Reading passage
And why aren’t Healers also Heroes? Of course most of them are! Why would you put a guy who does wilderness training for disadvantaged youths in “Healers” and not “Heroes”? Because the producers flipped a coin on Cole, I’m guessing. Or did the producers choose people who heal, but not in a heroic way? Or in a way they deem heroic? That’s pretty dangerous, guys. I’m not saying it! They are.
What is Chrissy doing in “Heroes”? I’m definitely not saying that it isn’t heroic in its own way to have a successful job, put it on hold to raise a family and go back to work and make more money, but if you’re going down the list of “Heroes,” it’s like “Marine … Firefighter … Financial analyst?” Oh and “NFL Player.” Not to quibble with the Survivor producers, but Alan Ball, who has flitted around the NFL with five-plus franchises after being a seventh-round draft pick, is vastly more of a hustler than a hero by their own terms. And that’s not an insult! This is a guy who has gone from practice squads to active rosters, has been a starter and a bench scrub and a special teams star, a guy who has basically done whatever he needed to do to stick around. That’s hustling.
When you make arbitrary divisions and then have people impose meaning on those divisions, you’re actually creating tribes that are supposed to live up to a narrative they aren’t designed to conform to. A sex doctor, a wilderness tour guide and a parole officer do not have the same guiding principles in their lives and pretending they do is silly.

Shape labeling records
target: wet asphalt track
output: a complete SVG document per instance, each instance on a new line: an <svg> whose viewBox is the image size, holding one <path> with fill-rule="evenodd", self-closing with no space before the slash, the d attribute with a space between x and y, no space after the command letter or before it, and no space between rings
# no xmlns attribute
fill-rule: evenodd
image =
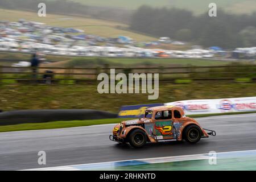
<svg viewBox="0 0 256 182"><path fill-rule="evenodd" d="M196 144L148 143L141 149L109 140L113 125L0 133L0 170L17 170L128 159L256 149L256 113L197 119L216 136ZM46 152L46 165L38 164Z"/></svg>

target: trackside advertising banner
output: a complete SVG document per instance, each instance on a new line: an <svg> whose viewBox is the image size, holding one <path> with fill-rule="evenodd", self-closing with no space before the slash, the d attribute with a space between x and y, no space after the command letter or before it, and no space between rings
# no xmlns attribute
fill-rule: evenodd
<svg viewBox="0 0 256 182"><path fill-rule="evenodd" d="M256 111L256 97L179 101L122 106L119 118L143 117L148 107L174 105L182 107L187 115Z"/></svg>
<svg viewBox="0 0 256 182"><path fill-rule="evenodd" d="M185 100L164 104L183 109L185 114L256 111L256 97Z"/></svg>
<svg viewBox="0 0 256 182"><path fill-rule="evenodd" d="M163 105L164 104L152 104L122 106L118 113L118 117L142 118L147 108Z"/></svg>

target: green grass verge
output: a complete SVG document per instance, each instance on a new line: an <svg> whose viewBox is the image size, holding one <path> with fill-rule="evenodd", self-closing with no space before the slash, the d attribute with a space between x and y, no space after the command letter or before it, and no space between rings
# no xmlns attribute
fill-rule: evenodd
<svg viewBox="0 0 256 182"><path fill-rule="evenodd" d="M229 113L221 114L197 114L193 115L188 115L191 118L200 118L203 117L241 114L247 113L253 113L255 112L241 112L241 113ZM93 120L75 120L65 121L53 121L44 123L25 123L13 125L6 125L0 126L0 132L23 131L23 130L34 130L43 129L53 129L60 128L66 128L78 126L86 126L96 125L103 125L110 123L118 123L122 121L127 121L133 118L112 118L104 119L93 119Z"/></svg>

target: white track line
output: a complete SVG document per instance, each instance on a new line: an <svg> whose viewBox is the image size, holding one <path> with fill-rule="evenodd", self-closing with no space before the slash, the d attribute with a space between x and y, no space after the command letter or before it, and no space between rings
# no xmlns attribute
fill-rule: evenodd
<svg viewBox="0 0 256 182"><path fill-rule="evenodd" d="M216 153L216 154L217 155L234 154L235 153L237 153L237 154L245 154L245 153L249 153L250 154L250 152L253 153L254 155L256 155L256 150L217 152L217 153ZM81 170L81 169L77 168L76 167L83 166L83 167L84 167L84 168L86 169L86 168L89 168L90 166L98 166L98 167L100 168L100 166L107 166L107 167L113 166L113 164L114 163L126 162L130 162L130 161L133 161L133 160L147 163L149 164L162 163L167 163L167 162L173 162L208 159L210 157L212 157L212 156L209 156L209 154L201 154L187 155L167 156L167 157L131 159L131 160L117 160L117 161L107 162L102 162L102 163L88 163L88 164L77 164L77 165L63 166L52 167L47 167L47 168L30 169L26 169L26 170L24 170L24 171ZM95 167L95 166L94 167Z"/></svg>

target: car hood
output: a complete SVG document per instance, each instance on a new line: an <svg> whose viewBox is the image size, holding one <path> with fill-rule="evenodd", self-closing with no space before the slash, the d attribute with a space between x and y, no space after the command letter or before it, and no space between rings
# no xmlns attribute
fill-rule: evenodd
<svg viewBox="0 0 256 182"><path fill-rule="evenodd" d="M150 122L150 119L141 118L139 119L131 119L125 121L125 125L133 125L136 124L141 124L144 123L148 123Z"/></svg>

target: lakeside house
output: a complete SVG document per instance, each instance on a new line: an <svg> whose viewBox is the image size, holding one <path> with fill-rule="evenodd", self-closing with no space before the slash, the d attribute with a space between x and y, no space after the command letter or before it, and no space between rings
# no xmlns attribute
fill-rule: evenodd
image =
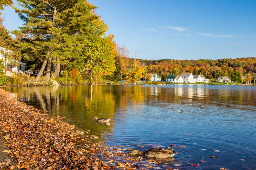
<svg viewBox="0 0 256 170"><path fill-rule="evenodd" d="M227 76L221 76L218 79L218 81L221 83L227 83L230 82L231 80Z"/></svg>
<svg viewBox="0 0 256 170"><path fill-rule="evenodd" d="M207 83L209 82L209 79L206 79L205 77L205 76L202 75L200 75L200 76L201 76L201 78L202 78L203 82L204 82Z"/></svg>
<svg viewBox="0 0 256 170"><path fill-rule="evenodd" d="M183 79L178 75L175 76L173 74L169 74L166 77L166 82L181 83L183 82Z"/></svg>
<svg viewBox="0 0 256 170"><path fill-rule="evenodd" d="M12 50L0 46L0 60L2 60L5 67L4 72L8 76L13 76L18 73L22 73L25 70L26 64L7 57L13 53Z"/></svg>
<svg viewBox="0 0 256 170"><path fill-rule="evenodd" d="M195 82L202 82L202 79L200 75L193 75L193 76Z"/></svg>
<svg viewBox="0 0 256 170"><path fill-rule="evenodd" d="M151 77L151 81L152 82L159 82L161 81L161 78L160 76L156 74L150 74L147 75L145 77L145 79L146 80L147 76L149 75L150 77Z"/></svg>
<svg viewBox="0 0 256 170"><path fill-rule="evenodd" d="M182 77L184 83L194 83L195 81L192 73L183 73L180 75L180 77Z"/></svg>

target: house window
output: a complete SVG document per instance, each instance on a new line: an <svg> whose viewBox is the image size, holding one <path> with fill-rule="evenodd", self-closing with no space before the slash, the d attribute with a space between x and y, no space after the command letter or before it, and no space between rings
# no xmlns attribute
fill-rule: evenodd
<svg viewBox="0 0 256 170"><path fill-rule="evenodd" d="M11 64L7 64L7 70L12 70L12 69L13 68L13 66Z"/></svg>

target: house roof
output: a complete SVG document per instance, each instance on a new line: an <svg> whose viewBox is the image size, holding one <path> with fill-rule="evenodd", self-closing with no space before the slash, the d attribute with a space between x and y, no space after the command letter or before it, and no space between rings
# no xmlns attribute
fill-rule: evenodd
<svg viewBox="0 0 256 170"><path fill-rule="evenodd" d="M166 79L174 79L176 78L174 76L174 75L173 74L169 74L166 77Z"/></svg>
<svg viewBox="0 0 256 170"><path fill-rule="evenodd" d="M229 77L227 76L221 76L219 77L219 78L221 78L222 79L230 79Z"/></svg>
<svg viewBox="0 0 256 170"><path fill-rule="evenodd" d="M161 79L161 78L160 77L160 76L159 76L158 75L157 75L157 74L154 74L155 75L152 75L152 76L153 76L153 77L154 77L155 79Z"/></svg>
<svg viewBox="0 0 256 170"><path fill-rule="evenodd" d="M200 76L200 75L193 75L193 77L194 77L194 78L195 78L196 79L197 79L198 78L198 77Z"/></svg>
<svg viewBox="0 0 256 170"><path fill-rule="evenodd" d="M176 76L176 79L177 80L179 79L179 78L180 77L180 76L178 75Z"/></svg>
<svg viewBox="0 0 256 170"><path fill-rule="evenodd" d="M190 74L192 74L191 73L183 73L180 75L180 76L182 77L188 77Z"/></svg>

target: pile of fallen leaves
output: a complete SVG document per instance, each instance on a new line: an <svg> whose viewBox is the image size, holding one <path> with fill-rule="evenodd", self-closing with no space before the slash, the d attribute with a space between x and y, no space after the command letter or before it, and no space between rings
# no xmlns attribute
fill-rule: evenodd
<svg viewBox="0 0 256 170"><path fill-rule="evenodd" d="M5 151L17 161L8 168L98 169L104 166L103 161L88 154L85 148L90 146L76 147L90 138L61 119L48 116L0 89L0 135L10 148Z"/></svg>

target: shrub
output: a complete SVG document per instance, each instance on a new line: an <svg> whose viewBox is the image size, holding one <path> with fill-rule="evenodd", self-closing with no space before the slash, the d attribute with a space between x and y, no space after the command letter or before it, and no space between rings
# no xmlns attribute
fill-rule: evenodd
<svg viewBox="0 0 256 170"><path fill-rule="evenodd" d="M0 73L0 85L4 85L6 83L6 77L3 74Z"/></svg>

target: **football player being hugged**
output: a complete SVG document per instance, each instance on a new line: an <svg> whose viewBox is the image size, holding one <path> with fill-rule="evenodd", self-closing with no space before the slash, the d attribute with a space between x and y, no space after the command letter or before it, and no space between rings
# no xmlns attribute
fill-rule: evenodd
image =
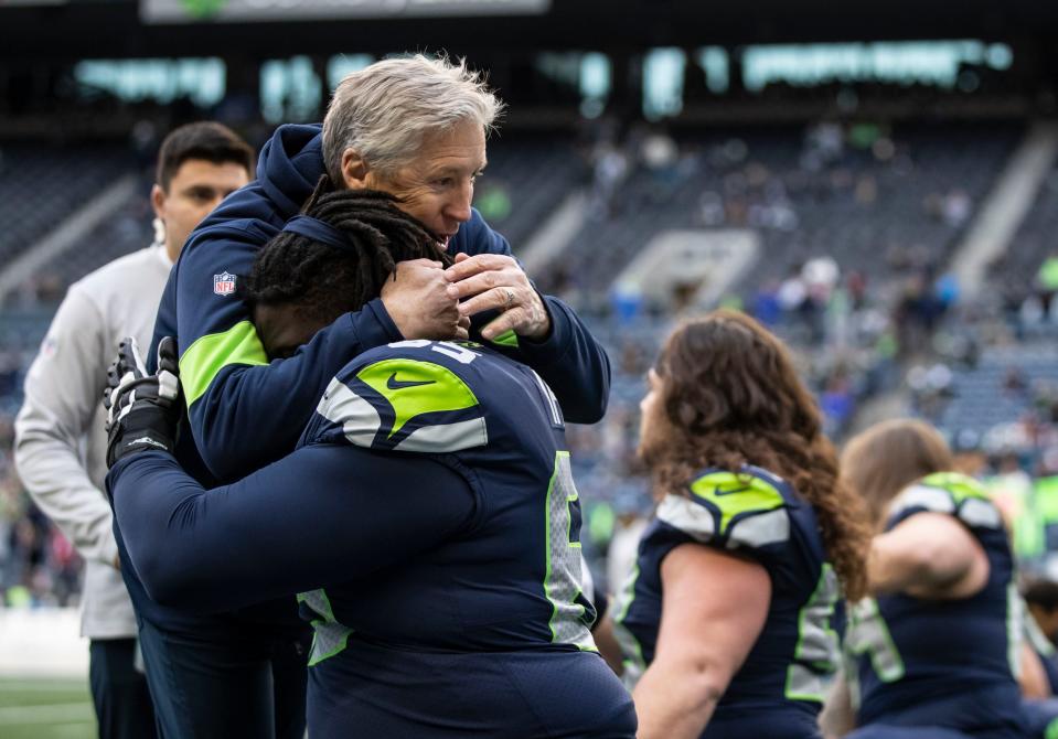
<svg viewBox="0 0 1058 739"><path fill-rule="evenodd" d="M787 349L720 310L669 338L643 398L656 514L613 606L640 739L817 737L867 529Z"/></svg>
<svg viewBox="0 0 1058 739"><path fill-rule="evenodd" d="M384 193L320 188L306 210L245 280L271 356L376 297L397 261L449 261ZM132 565L181 609L301 593L316 739L634 735L589 632L562 413L527 365L469 342L367 351L293 453L207 491L170 453L172 342L159 376L136 364L125 351L114 373L108 478Z"/></svg>

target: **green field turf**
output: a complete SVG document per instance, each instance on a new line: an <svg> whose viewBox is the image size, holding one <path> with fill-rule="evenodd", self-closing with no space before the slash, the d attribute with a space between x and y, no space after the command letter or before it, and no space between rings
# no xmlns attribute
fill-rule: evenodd
<svg viewBox="0 0 1058 739"><path fill-rule="evenodd" d="M3 739L94 739L87 678L0 677Z"/></svg>

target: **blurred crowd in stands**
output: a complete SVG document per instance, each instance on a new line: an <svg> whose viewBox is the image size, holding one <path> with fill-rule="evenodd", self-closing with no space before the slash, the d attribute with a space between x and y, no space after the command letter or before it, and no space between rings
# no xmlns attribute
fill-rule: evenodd
<svg viewBox="0 0 1058 739"><path fill-rule="evenodd" d="M606 418L568 429L585 548L601 582L612 586L624 571L650 510L635 456L644 374L681 312L703 307L698 285L631 302L613 290L665 228L759 234L757 263L719 302L752 313L794 347L827 432L840 441L879 398L938 422L968 452L970 471L992 479L1020 516L1023 556L1046 566L1046 550L1058 550L1058 482L1052 522L1035 510L1035 491L1058 475L1058 355L1036 346L1058 336L1058 253L1044 245L1058 219L1058 176L1015 238L1018 256L990 270L988 299L962 304L947 271L1023 132L827 121L690 135L643 125L619 135L602 121L586 142L541 136L490 146L475 203L515 251L568 194L585 193L585 223L534 277L585 318L613 365ZM0 587L9 606L76 598L76 555L29 504L12 469L11 421L22 374L66 285L149 238L146 192L137 188L118 225L86 235L77 251L87 257L47 265L0 319ZM1037 275L1028 286L1016 279L1025 269ZM1035 358L1023 361L1026 352ZM995 387L964 390L982 367ZM997 409L996 397L1009 403ZM962 408L974 403L984 410L969 422Z"/></svg>

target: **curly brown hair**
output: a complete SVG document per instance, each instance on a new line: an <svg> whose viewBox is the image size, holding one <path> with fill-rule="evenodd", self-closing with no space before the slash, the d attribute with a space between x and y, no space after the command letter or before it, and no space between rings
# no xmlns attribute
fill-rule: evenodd
<svg viewBox="0 0 1058 739"><path fill-rule="evenodd" d="M916 418L893 418L861 431L845 445L842 478L859 493L876 529L900 491L932 472L951 470L948 442L932 426Z"/></svg>
<svg viewBox="0 0 1058 739"><path fill-rule="evenodd" d="M782 342L744 313L717 310L677 326L654 372L661 386L640 452L655 491L690 495L703 468L755 464L781 475L815 511L845 597L862 598L866 512L838 475L819 408Z"/></svg>

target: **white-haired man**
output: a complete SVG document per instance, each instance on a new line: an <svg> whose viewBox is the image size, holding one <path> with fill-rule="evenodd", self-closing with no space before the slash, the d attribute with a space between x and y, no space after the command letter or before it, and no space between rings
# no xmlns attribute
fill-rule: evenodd
<svg viewBox="0 0 1058 739"><path fill-rule="evenodd" d="M203 485L234 481L290 453L335 373L359 354L402 340L492 342L536 370L568 420L602 416L606 353L568 307L536 292L506 240L471 208L485 136L500 108L463 63L418 55L373 64L342 81L322 131L280 127L260 153L257 181L192 234L162 298L154 342L177 336L190 421L177 457ZM275 360L237 283L323 174L334 188L396 195L456 264L402 263L380 298ZM211 617L165 608L150 600L120 533L118 540L167 735L300 737L299 727L269 724L282 706L271 703L268 650L300 639L304 629L293 597ZM232 546L238 547L238 532ZM303 689L277 692L276 700L303 706Z"/></svg>

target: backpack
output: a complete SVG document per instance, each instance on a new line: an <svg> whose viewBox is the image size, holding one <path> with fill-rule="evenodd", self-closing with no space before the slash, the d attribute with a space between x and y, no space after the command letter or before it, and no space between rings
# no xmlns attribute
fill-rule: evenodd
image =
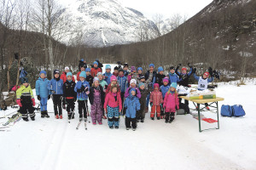
<svg viewBox="0 0 256 170"><path fill-rule="evenodd" d="M222 105L220 114L223 116L245 116L245 111L242 105Z"/></svg>

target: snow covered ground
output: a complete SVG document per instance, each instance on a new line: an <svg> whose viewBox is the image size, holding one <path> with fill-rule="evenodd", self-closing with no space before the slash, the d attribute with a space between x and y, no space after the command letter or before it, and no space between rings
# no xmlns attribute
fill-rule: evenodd
<svg viewBox="0 0 256 170"><path fill-rule="evenodd" d="M220 83L217 94L225 100L219 106L240 104L247 115L220 116L220 129L202 133L191 115L166 124L151 121L148 113L133 132L125 130L123 117L118 130L109 129L107 120L102 126L88 123L87 131L84 124L76 130L77 105L70 124L66 111L63 120L37 113L35 122L21 120L9 132L0 132L0 169L256 169L255 91L255 82ZM48 104L53 111L52 101ZM0 111L0 116L9 112ZM0 119L0 127L6 121ZM202 122L202 128L209 126Z"/></svg>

Problem set
1) Retype the part of the passage about the Survivor tribes that begins at the words "What is Chrissy" and stops after "around. That’s hustling.".
2) Shorten the paragraph of the passage about the Survivor tribes that starts "What is Chrissy doing in "Heroes"?" and keep its main facts.

Results of the exercise
1)
What is Chrissy doing in “Heroes”? I’m definitely not saying that it isn’t heroic in its own way to have a successful job, put it on hold to raise a family and go back to work and make more money, but if you’re going down the list of “Heroes,” it’s like “Marine … Firefighter … Financial analyst?” Oh and “NFL Player.” Not to quibble with the Survivor producers, but Alan Ball, who has flitted around the NFL with five-plus franchises after being a seventh-round draft pick, is vastly more of a hustler than a hero by their own terms. And that’s not an insult! This is a guy who has gone from practice squads to active rosters, has been a starter and a bench scrub and a special teams star, a guy who has basically done whatever he needed to do to stick around. That’s hustling.

2) The writer questions why Chrissy is in "Heroes." Building a successful career, putting it on hold to raise a family, then going back to work and earning more may be heroic in its own way. Still, a financial analyst looks out of place beside a Marine and a firefighter. The NFL player, Alan Ball, is more a hustler than a hero by the producers' own terms. After being a seventh-round draft pick, he has moved through five-plus franchises. He went from practice squads to active rosters and has been a starter, a bench scrub and a special teams star, doing whatever it took to stick around. The writer stresses that calling him a hustler is not an insult.